_Assignment_:
In your answer, transcribe all of the data exactly.

━━━ The input

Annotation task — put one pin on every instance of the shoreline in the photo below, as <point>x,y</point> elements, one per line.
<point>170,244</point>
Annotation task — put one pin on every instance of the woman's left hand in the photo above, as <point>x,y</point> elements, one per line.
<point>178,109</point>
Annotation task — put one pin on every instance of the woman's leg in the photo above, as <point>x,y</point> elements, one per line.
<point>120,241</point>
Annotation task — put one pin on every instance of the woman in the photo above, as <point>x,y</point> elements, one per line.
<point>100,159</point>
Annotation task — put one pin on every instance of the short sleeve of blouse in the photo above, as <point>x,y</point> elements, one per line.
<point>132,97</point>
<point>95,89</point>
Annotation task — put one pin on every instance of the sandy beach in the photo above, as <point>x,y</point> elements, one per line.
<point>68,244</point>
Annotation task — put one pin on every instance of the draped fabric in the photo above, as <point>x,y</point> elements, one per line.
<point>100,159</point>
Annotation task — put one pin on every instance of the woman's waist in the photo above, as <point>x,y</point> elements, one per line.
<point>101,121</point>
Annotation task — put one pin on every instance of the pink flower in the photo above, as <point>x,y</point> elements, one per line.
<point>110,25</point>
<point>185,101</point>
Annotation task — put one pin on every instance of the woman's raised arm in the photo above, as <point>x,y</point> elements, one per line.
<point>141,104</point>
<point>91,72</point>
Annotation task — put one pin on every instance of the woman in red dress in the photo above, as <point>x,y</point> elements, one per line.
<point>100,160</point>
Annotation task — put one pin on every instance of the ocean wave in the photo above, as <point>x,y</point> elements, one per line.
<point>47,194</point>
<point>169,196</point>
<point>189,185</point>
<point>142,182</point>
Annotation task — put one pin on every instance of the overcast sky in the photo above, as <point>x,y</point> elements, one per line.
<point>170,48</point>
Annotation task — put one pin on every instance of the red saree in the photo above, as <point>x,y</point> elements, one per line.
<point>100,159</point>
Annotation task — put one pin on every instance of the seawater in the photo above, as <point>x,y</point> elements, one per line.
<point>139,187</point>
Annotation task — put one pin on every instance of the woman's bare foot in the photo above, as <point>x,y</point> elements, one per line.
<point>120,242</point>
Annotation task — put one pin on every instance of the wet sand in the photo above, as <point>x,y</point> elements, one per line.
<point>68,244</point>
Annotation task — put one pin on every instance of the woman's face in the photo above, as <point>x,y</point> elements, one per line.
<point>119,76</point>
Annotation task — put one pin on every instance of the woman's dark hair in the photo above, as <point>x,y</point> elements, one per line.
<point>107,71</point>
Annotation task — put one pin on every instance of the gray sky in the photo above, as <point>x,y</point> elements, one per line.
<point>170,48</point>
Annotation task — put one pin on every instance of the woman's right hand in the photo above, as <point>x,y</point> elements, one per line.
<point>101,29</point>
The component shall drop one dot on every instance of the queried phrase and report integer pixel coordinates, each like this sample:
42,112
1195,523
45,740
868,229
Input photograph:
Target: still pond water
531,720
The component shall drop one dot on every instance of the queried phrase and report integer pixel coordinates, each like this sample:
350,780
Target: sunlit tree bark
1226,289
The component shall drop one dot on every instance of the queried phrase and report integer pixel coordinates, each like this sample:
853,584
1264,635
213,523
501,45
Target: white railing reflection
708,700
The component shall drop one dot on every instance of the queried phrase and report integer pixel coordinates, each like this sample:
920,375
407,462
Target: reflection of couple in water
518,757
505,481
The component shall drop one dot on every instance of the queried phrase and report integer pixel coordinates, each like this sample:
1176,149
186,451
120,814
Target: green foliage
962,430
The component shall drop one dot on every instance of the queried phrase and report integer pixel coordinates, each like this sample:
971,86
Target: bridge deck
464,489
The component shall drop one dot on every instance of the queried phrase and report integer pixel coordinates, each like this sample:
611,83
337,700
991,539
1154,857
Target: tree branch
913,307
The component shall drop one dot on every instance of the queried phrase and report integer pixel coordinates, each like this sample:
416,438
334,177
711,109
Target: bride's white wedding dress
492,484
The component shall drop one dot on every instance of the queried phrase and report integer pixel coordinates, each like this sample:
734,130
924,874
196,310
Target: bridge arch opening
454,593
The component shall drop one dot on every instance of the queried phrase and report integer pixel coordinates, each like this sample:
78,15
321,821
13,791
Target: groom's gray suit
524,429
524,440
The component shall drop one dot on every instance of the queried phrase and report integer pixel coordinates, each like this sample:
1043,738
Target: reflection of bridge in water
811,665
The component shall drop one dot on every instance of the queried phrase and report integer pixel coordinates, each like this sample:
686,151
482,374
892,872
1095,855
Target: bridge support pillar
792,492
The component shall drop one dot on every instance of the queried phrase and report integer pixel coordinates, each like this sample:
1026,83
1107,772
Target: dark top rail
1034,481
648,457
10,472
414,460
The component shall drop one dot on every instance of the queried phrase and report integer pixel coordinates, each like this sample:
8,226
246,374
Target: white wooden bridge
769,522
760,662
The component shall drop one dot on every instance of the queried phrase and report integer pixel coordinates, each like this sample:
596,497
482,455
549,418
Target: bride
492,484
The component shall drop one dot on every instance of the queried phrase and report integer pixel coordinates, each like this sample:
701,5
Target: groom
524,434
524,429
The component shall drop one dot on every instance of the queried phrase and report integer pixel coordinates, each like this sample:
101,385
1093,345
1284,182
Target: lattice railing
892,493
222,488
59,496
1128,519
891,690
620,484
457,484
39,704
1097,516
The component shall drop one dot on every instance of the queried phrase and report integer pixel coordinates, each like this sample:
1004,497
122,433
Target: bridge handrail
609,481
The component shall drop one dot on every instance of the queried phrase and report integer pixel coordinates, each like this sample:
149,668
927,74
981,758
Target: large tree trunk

━━━━━━

_Response to this exercise_:
Annotation task — put one pin on every instance of the shoreline in the photo below, as <point>x,y</point> elements, one per line.
<point>170,244</point>
Annotation task — put one pin on every instance of the woman's left hand in the photo above, as <point>x,y</point> elements, one per line.
<point>178,109</point>
Annotation task — put one pin on every instance of the woman's leg in the photo above, as <point>x,y</point> elements, one per line.
<point>120,241</point>
Annotation task — put one pin on every instance of the woman in the photo above, as <point>x,y</point> elements, one per line.
<point>100,159</point>
Annotation task — put one pin on every instance of the short sleeve of blouse in the photo above, as <point>x,y</point> elements, one per line.
<point>132,97</point>
<point>95,89</point>
Annotation task — put one pin on every instance of the sandy beach in the photo above, as <point>x,y</point> elements, one per line.
<point>68,244</point>
Annotation task — put one pin on every instance of the draped fabric in the photo above, as <point>x,y</point> elements, one per line.
<point>100,159</point>
Annotation task — put one pin on every instance of the woman's waist in the photo above, as <point>x,y</point> elements, one per line.
<point>101,121</point>
Annotation task — put one pin on every instance of the pink flower in the photo above, as <point>x,y</point> elements, one per line.
<point>110,25</point>
<point>185,101</point>
Annotation task — put one pin on every instance of the woman's raised arm in the photo above, as <point>x,y</point> elements, one per line.
<point>141,104</point>
<point>91,72</point>
Annotation task — put one pin on every instance of the woman in red dress in the photo above, as <point>x,y</point> elements, one per line.
<point>100,160</point>
Annotation task — put one pin on every instance of the ocean wave in the photo above, as <point>x,y</point> elements, one per line.
<point>47,194</point>
<point>169,196</point>
<point>189,185</point>
<point>142,182</point>
Annotation task — put one pin on every instance of the overcast sky in the photo above, as <point>x,y</point> elements, one per line.
<point>170,48</point>
Annotation task — put one pin on every instance of the red saree in the photo above, as <point>x,y</point> elements, one per line.
<point>100,159</point>
Annotation task — put one pin on every instance of the seawater in the photo above, as <point>x,y</point> elements, one per line.
<point>139,187</point>
Annotation task — put one pin on every instance of the woman's bare foot in the photo above, as <point>x,y</point> elements, one per line.
<point>120,242</point>
Annotation task — put one pin on every instance of the wet sand in the photo above, as <point>x,y</point> elements, one per line.
<point>68,244</point>
Annotation task — put one pin on every instance of the woman's face in the photo above, as <point>x,y</point> elements, one per line.
<point>119,76</point>
Annotation task — put one pin on every instance of the woman's dark hair in the photo above, as <point>x,y</point> elements, one per line.
<point>107,71</point>
Annotation task — put one pin on every instance of the gray sky in the photo above, as <point>x,y</point> elements, one per line.
<point>170,48</point>
Annotation task — put one pin on every instance of the woman's right hand in the photo above, as <point>x,y</point> elements, one per line.
<point>101,29</point>
The component shall drop one dot on every instance of the queried phrase and report integer pixel coordinates, each like this sample:
42,112
1195,523
45,740
868,229
Input photograph:
Target: still pond water
531,720
The component shall drop one dot on every instance of the queried phrase and report integer pixel coordinates, each like this sample:
350,780
Target: sunlit tree bark
1226,289
The component shall drop one dot on every instance of the queried phrase and report integer pixel coordinates, each like this sample:
853,584
1264,635
213,523
501,45
Target: white railing reflection
708,700
The component shall drop one dot on every instance of the queried phrase and report integer pixel coordinates, each like this sample:
920,375
407,462
Target: reflection of couple in water
518,757
505,481
The component shall drop one dot on every instance of the queried phrase and report integer pixel coordinates, each like this sample:
1176,149
186,451
120,814
Target: green foliage
962,430
The component shall drop one dot on every instance of the queried phrase and report integer pixel coordinates, each like this sample:
971,86
Target: bridge deck
464,489
The component shall drop one dot on every instance of the queried phrase and report integer pixel coordinates, each like this sample:
611,83
337,700
991,539
1154,857
Target: tree branch
913,307
The component shall drop one dot on every instance of the queried phrase and report integer pixel coordinates, each like this sample:
416,438
334,177
711,109
Target: bride's white wedding dress
492,484
The component shall drop one dot on every instance of the queried phrase and report integer pixel coordinates, each like this sample:
734,130
924,874
196,310
Target: bridge arch opening
454,593
The component shall drop one dot on every instance of the queried phrase and report integer pixel coordinates, each like this sample:
78,15
321,821
13,791
Target: groom's gray suit
524,429
524,440
The component shall drop one dot on every instance of the queried phrase and report integer pixel coordinates, each like this sample:
1043,738
Target: reflection of bridge in water
811,665
The component shall drop one dot on every instance of the queried phrase and report integer pixel coordinates, each like this sample:
686,151
482,374
892,872
1095,855
Target: bridge support pillar
792,492
The component shall drop one dot on every instance of the queried phrase and report integer pixel coordinates, each like this sample:
1026,83
1107,772
Target: dark top rail
1034,481
648,457
10,472
414,460
The component shall drop one dot on every instance of the queried phrase and report integer pixel coordinates, each like this sample:
8,226
246,374
Target: white wooden bridge
769,522
760,662
The component shall drop one dot on every instance of the queried phrase and report integer pixel coordinates, each like this sample:
596,497
482,455
549,418
Target: bride
492,484
The component shall drop one dot on every instance of the queried phrase and report integer pixel coordinates, each like this sample:
701,5
Target: groom
524,434
524,429
The component shall drop one dot on every instance of the queried phrase and report integer pixel coordinates, each like this sample:
101,385
1093,345
1284,182
Target: lattice railing
892,493
222,488
59,496
1128,519
891,690
620,484
457,484
39,704
1097,516
The component shall drop one dot on every instance of the queried phrase and report integer pixel coordinates, each like this sample:
1004,497
122,433
Target: bridge handrail
609,481
The component shall drop one dot on every instance of the queried phrase and report integer pixel coordinates, each like this sample:
149,668
927,74
981,758
Target: large tree trunk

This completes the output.